WHAT THIS TASK INVOLVES =
Revise the items below by changing every occurrence of "Set one marker" to "Place a single marker", leaving all other text unchanged.

SUPPLIED DATA =
★ ★ ★ ★ ★ ★ ★

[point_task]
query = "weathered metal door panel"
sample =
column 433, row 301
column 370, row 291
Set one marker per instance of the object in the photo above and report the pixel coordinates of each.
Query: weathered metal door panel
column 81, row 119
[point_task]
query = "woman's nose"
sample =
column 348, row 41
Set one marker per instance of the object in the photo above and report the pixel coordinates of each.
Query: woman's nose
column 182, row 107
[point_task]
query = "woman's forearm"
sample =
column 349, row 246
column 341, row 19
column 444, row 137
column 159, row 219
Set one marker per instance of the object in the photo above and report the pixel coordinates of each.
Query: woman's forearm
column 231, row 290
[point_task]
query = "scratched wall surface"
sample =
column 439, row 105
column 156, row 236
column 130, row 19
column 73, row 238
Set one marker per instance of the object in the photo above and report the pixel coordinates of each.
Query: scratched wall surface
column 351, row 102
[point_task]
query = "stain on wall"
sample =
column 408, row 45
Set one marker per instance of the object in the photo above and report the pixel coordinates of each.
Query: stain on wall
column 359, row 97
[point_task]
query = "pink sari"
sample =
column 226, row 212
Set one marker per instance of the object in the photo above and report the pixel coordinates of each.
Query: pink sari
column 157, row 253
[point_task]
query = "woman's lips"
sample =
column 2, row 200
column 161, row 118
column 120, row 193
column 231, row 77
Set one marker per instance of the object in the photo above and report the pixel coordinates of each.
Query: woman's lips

★ ★ ★ ★ ★ ★ ★

RESULT =
[point_task]
query = "weathered metal door panel"
sample =
column 433, row 301
column 370, row 291
Place a single marker per instance of the object in the photo above and report the pixel coordinates of each.
Query: weathered metal door panel
column 81, row 119
[point_task]
query = "woman's nose"
sample =
column 348, row 41
Place a single marker per instance of the object in the photo above and report the pixel coordinates of each.
Query: woman's nose
column 182, row 107
[point_task]
query = "woman's forearm"
sample =
column 349, row 246
column 341, row 19
column 444, row 137
column 159, row 219
Place a single marker per instance of the object in the photo above and report the pixel coordinates of each.
Query: woman's forearm
column 231, row 290
[point_task]
query = "scratched wall surface"
sample =
column 439, row 105
column 156, row 236
column 130, row 19
column 73, row 238
Place a single marker per instance of the object in the photo above and report the pixel coordinates of each.
Query: scratched wall surface
column 351, row 102
[point_task]
query = "stain on wall"
sample =
column 408, row 45
Place a single marker per instance of the object in the photo above and report the pixel coordinates of each.
Query: stain on wall
column 359, row 97
[point_task]
query = "pink sari"
sample =
column 226, row 212
Place a single marker per instance of the object in the photo above and report the pixel coordinates of each.
Query: pink sari
column 157, row 253
[point_task]
query = "woman's lips"
sample =
column 2, row 200
column 161, row 118
column 120, row 193
column 231, row 77
Place a single marker per instance of the object in the photo above and report the pixel coordinates of each.
Query: woman's lips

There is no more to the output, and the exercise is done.